EXERCISE REQUIREMENTS:
Count the lines in the entries below that contain the string "white". Reply with only that number.

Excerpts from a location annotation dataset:

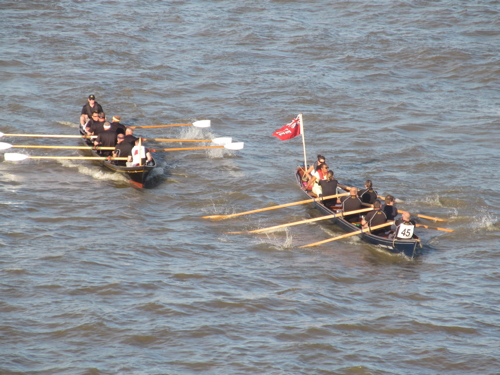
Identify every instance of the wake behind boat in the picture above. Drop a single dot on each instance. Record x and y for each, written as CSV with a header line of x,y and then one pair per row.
x,y
394,246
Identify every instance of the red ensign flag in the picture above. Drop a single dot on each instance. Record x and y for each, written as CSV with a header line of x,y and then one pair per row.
x,y
289,131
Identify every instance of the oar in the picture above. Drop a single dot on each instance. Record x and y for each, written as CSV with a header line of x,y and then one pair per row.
x,y
418,215
349,234
196,124
19,157
6,146
302,221
436,228
218,141
221,217
230,146
47,135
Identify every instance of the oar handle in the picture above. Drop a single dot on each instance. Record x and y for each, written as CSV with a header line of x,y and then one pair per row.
x,y
158,126
435,228
301,222
349,234
64,147
220,217
185,148
50,135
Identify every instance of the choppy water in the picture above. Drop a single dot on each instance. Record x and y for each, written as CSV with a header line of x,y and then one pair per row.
x,y
100,278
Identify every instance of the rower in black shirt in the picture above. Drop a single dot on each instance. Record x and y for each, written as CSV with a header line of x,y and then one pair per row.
x,y
328,187
116,126
106,139
89,108
351,203
373,218
389,208
368,195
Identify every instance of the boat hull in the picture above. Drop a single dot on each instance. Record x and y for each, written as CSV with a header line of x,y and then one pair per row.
x,y
404,247
136,175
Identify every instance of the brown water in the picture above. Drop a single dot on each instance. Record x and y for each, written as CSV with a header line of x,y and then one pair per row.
x,y
100,278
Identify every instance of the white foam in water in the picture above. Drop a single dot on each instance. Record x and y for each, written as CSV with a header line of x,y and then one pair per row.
x,y
70,124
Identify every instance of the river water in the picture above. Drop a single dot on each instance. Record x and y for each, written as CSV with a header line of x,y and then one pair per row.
x,y
98,277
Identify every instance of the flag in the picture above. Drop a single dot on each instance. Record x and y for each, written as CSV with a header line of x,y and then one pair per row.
x,y
289,131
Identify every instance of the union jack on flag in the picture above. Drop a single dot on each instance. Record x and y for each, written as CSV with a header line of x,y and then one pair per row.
x,y
289,131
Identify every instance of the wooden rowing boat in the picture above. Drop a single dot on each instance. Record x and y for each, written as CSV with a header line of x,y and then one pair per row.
x,y
405,247
136,175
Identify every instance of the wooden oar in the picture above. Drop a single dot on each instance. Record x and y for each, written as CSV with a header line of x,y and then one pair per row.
x,y
19,157
222,217
47,135
349,234
436,228
229,146
196,124
418,215
6,146
219,141
303,221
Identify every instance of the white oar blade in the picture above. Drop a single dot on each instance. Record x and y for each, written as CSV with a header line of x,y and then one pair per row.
x,y
202,124
220,141
234,146
5,146
10,156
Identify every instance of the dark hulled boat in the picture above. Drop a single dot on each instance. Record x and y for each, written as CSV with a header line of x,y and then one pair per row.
x,y
406,247
136,175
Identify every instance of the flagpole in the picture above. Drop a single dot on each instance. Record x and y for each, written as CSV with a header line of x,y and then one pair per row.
x,y
303,140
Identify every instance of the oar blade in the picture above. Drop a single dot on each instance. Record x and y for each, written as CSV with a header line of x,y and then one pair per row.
x,y
5,146
202,124
234,146
222,140
11,156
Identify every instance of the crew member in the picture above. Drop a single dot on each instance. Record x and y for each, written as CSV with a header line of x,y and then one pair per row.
x,y
89,108
129,136
312,168
116,126
140,155
319,174
374,218
368,195
106,139
404,227
122,149
351,202
389,208
329,187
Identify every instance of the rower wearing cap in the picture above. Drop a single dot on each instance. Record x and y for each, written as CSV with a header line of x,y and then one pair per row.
x,y
106,139
90,107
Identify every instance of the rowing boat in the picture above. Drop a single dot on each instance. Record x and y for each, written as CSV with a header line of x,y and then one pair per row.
x,y
405,247
136,175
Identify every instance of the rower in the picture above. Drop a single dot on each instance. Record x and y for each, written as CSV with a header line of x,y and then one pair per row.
x,y
373,218
122,149
116,126
368,195
319,174
140,155
404,227
87,110
351,203
106,139
328,187
389,208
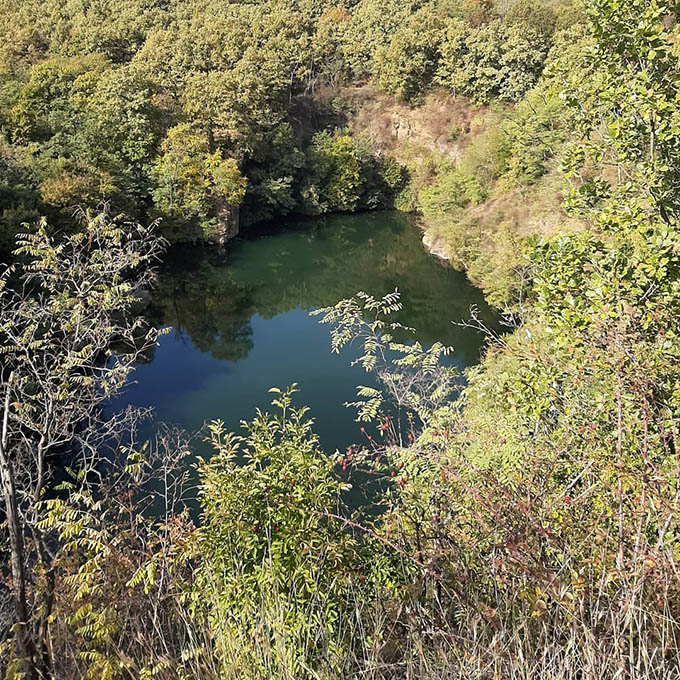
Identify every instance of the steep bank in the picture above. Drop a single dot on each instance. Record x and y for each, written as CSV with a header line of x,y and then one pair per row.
x,y
451,148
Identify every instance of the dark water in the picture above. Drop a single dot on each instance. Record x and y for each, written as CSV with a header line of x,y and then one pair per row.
x,y
240,320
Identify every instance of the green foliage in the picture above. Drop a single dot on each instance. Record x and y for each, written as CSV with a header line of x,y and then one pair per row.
x,y
406,65
278,566
496,60
191,183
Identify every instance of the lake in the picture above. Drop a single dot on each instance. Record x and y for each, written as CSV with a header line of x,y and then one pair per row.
x,y
240,320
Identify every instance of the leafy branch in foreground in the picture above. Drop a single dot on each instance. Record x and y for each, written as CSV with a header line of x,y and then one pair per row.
x,y
413,378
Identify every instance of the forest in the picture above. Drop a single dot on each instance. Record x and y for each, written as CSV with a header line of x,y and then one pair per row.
x,y
523,520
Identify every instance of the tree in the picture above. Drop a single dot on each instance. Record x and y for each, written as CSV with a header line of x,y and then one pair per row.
x,y
194,183
62,308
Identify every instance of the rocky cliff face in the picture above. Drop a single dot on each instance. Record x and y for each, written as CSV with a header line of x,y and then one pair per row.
x,y
227,224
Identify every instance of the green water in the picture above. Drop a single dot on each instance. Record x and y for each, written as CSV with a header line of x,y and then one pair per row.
x,y
240,320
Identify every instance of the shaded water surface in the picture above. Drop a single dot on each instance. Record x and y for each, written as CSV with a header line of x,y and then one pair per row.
x,y
240,320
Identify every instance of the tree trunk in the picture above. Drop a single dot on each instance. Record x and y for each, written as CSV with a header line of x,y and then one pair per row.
x,y
24,646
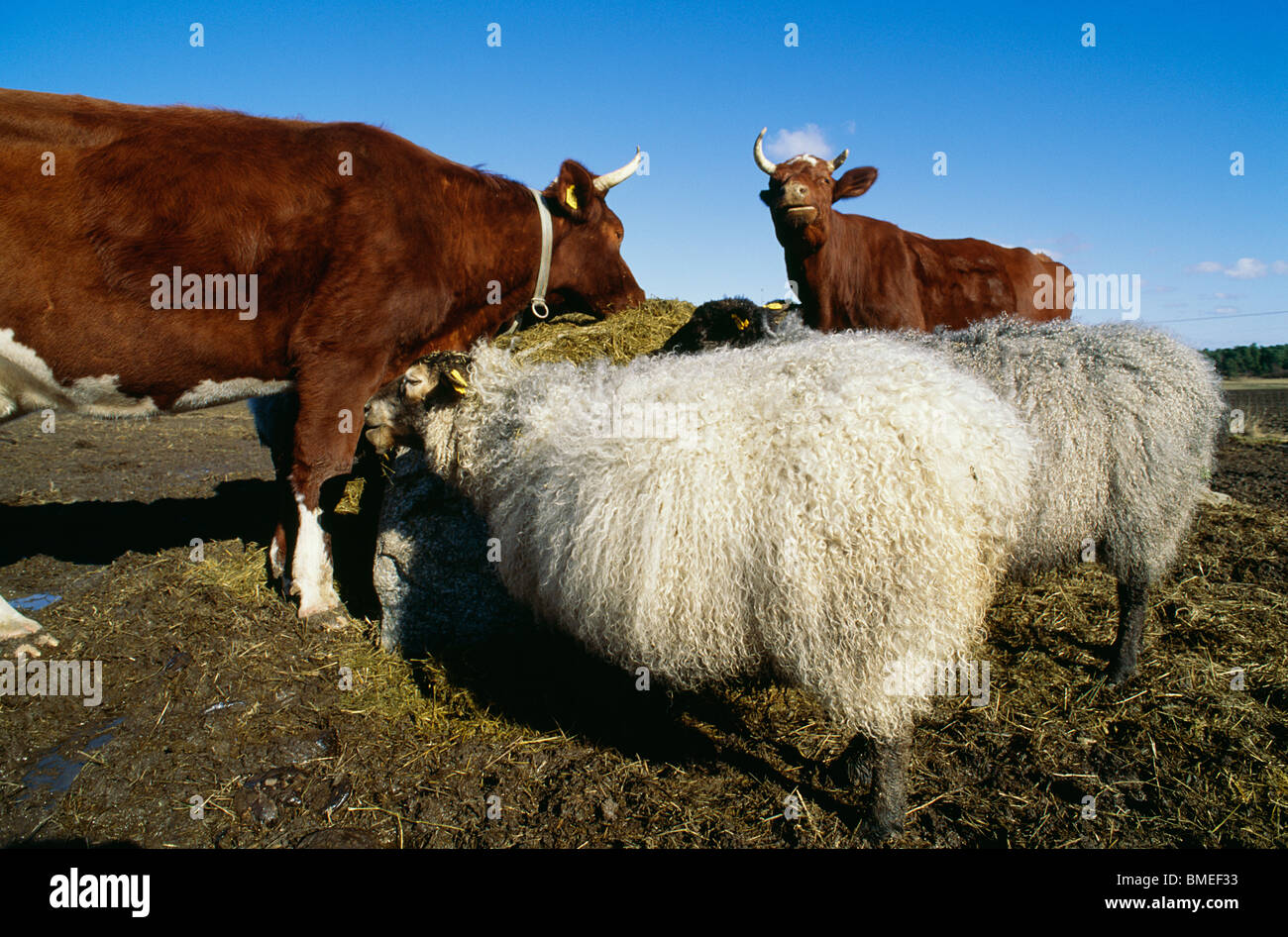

WRITTEN SOLUTION:
2